# [Your instructions]
Write out each line word for word. Drop pictures.

start Record set

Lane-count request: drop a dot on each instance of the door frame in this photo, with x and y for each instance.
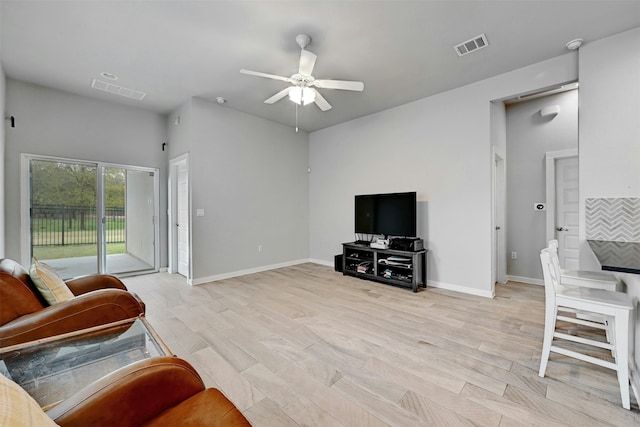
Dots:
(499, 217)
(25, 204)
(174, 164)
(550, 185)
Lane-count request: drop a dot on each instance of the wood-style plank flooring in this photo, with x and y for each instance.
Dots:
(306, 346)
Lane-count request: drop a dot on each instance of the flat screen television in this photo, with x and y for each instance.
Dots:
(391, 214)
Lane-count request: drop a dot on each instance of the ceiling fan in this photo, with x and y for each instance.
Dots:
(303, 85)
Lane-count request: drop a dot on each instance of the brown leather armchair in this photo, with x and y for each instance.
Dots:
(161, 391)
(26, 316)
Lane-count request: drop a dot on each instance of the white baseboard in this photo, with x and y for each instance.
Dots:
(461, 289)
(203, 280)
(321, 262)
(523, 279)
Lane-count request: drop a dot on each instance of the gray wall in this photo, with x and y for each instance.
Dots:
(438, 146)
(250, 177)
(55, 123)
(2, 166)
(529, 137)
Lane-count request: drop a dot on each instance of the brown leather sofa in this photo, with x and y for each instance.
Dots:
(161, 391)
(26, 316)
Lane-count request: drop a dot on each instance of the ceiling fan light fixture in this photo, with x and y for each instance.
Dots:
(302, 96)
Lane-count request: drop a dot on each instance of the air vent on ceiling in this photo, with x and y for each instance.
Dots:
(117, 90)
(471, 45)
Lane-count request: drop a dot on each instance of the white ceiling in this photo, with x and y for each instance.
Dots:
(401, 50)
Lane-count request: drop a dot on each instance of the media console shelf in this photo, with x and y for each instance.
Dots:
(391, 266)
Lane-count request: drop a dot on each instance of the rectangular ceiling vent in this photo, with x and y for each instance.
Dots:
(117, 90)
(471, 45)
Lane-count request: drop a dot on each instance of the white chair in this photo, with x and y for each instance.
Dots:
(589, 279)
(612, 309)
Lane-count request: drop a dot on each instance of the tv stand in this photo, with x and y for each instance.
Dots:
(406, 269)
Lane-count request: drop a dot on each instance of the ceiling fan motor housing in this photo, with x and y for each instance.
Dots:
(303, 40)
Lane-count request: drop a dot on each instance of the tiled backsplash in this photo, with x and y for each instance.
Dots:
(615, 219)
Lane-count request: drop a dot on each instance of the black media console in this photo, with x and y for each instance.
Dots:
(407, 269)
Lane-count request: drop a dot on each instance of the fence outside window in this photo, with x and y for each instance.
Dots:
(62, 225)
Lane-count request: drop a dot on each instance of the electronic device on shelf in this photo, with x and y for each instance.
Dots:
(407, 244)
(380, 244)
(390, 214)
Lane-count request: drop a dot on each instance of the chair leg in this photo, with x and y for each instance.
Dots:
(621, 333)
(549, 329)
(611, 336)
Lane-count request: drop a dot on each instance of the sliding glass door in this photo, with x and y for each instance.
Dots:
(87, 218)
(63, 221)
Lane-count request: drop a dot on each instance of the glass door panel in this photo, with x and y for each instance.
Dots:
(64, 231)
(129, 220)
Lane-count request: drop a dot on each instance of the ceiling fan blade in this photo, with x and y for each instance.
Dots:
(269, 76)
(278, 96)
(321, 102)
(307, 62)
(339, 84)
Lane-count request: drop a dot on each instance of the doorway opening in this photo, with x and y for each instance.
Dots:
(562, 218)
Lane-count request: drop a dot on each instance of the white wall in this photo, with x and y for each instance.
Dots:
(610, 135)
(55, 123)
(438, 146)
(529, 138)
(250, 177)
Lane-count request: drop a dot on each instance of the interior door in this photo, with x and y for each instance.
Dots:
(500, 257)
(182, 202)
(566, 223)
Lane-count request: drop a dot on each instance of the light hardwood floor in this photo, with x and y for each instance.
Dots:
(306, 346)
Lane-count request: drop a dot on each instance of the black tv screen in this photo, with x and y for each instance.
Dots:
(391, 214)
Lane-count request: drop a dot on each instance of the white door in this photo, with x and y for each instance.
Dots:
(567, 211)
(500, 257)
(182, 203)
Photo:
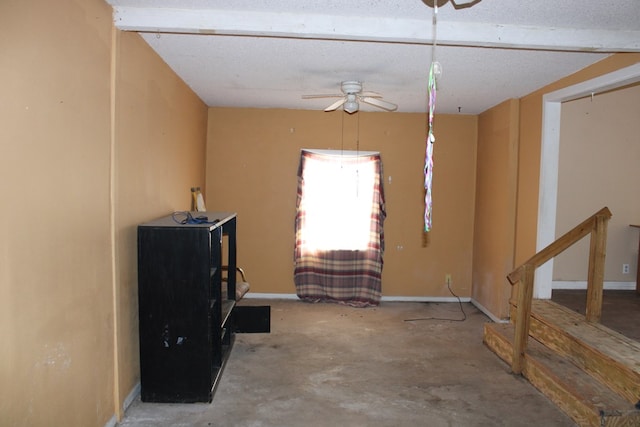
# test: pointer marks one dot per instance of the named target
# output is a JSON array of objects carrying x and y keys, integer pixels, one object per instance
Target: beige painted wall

end Record set

# [Final answer]
Lane-count request: drop a dot on each instance of the door frame in this photo, with x and y for each instance.
Dots:
(499, 217)
(25, 204)
(174, 164)
(550, 185)
Lane-count request: drop a dot on each instance of the wood-style plank flooring in this photo, with x and y for each instance.
Dots:
(306, 346)
Lane-count request: drop a dot on each instance of the flat screen television in this photo, with x and y for each instance.
Dots:
(391, 214)
Lane-count request: drop a dot on each instance of the ceiling fan in this photo, with x and y for each instance.
Dots:
(303, 85)
Lane-count request: drop a dot on each instance of the brown leather armchair in this photo, with x and y for each instance.
Dots:
(161, 391)
(26, 316)
Lane-count request: drop a dot on each instance of the white baseboard in this photo, with x and y for each instance.
Dots:
(461, 289)
(203, 280)
(321, 262)
(523, 279)
Lane-count request: drop a dot on each instance of the gray wall in this photo, with x and y for each instance.
Dots:
(438, 146)
(250, 177)
(55, 123)
(2, 166)
(529, 137)
Lane-count request: drop a dot on each instance of the brown leather sofa in this photo, with x and y for each instance.
Dots:
(161, 391)
(26, 316)
Lane-count request: drop a dot on each instance of the ceiling fan light fixture in this photo, with x and y for each instance.
Dots:
(302, 96)
Lane-count request: drop a dot on each instance of the air vent on ceiling in this photo, with x and y for each instance.
Dots:
(117, 90)
(471, 45)
Lane-count request: drop a dot on each instance of the white ceiling in this photo, with x and y for each instance.
Dots:
(401, 50)
Lane-count request: drop a dot on each instance of the media console shelf in this photo, with x and y for each instance.
Dots:
(391, 266)
Lane-count request: drop a dot on each instance of the rectangular ceiling vent in this photo, with x and y for each instance.
Dots:
(117, 90)
(471, 45)
Lane-count request: drop a dot on each instance of the white chair in this photo, with x and y for each instance.
Dots:
(589, 279)
(612, 309)
Lane-count request: drop a dot on each instance of the tv stand in this photo, with x and y for each instance.
Dots:
(406, 269)
Lane-count request: drop a dot on each instance of the ceiling fan motor housing in this photo, with x and y for each instance.
Dots:
(303, 40)
Lane-count request: drop a dot on each instance of the tiled backsplash in this photo, with x and y for each instance.
Dots:
(615, 219)
Lane-count request: drop a dot on each instance of the black media console in this photo, with x and y for each instance.
Dots:
(407, 269)
Lane-count request: drop a dot on each instance of the fence outside window in this photo, with x and y for each instance.
Dots:
(62, 225)
Lane-count request: drop a dot on each instance of the electronic device on shelf in this photo, with x and y for each instance.
Dots:
(407, 244)
(380, 244)
(390, 214)
Lane-count request: drop a dot on each instance of the chair leg in this photo, with x and y for each instance.
Dots:
(621, 333)
(549, 329)
(611, 336)
Lane-count request: drop a dot on each instance of the sliding glass door in this photo, with x and y for each instance.
Dots:
(87, 218)
(63, 221)
Lane-count request: drop a dot on each instance of the glass door panel in this photo, with x and y for each instance.
Dots:
(64, 231)
(129, 220)
Lane-count request: drop a dot on each instance of the ceiling fan blade in this photo, with x and y for each instance.
Dots:
(269, 76)
(278, 96)
(321, 102)
(307, 62)
(339, 84)
Lane-count request: drop a dot on each instance of the doorway opening in this photo, with x and y for each instance.
Dots:
(562, 218)
Lane-count request: drop a dot on each instance of the white wall in this photo, with x and y for each instance.
Dots:
(610, 135)
(55, 123)
(438, 146)
(529, 138)
(250, 177)
Lane-count request: drop a dot on each instance of the interior door in this photo, with x and y for each instance.
Dots:
(500, 257)
(182, 202)
(566, 223)
Lane-count request: drop a dot on each instance of the light hardwood floor in this photo, with x and y for each instance.
Dots:
(306, 346)
Lane-count request: drop a dot on each instance of the black tv screen in this photo, with x and y for each instance.
Dots:
(391, 214)
Lane-count request: drop a dot on each instance of the white door in this photo, with x and y for each instance.
Dots:
(567, 211)
(500, 257)
(182, 203)
Photo:
# test: pointer marks one dot per instance of the named target
# output is a JSON array of objects carrying x and y keys, integer pixels, one object per instance
Target: beige painted wall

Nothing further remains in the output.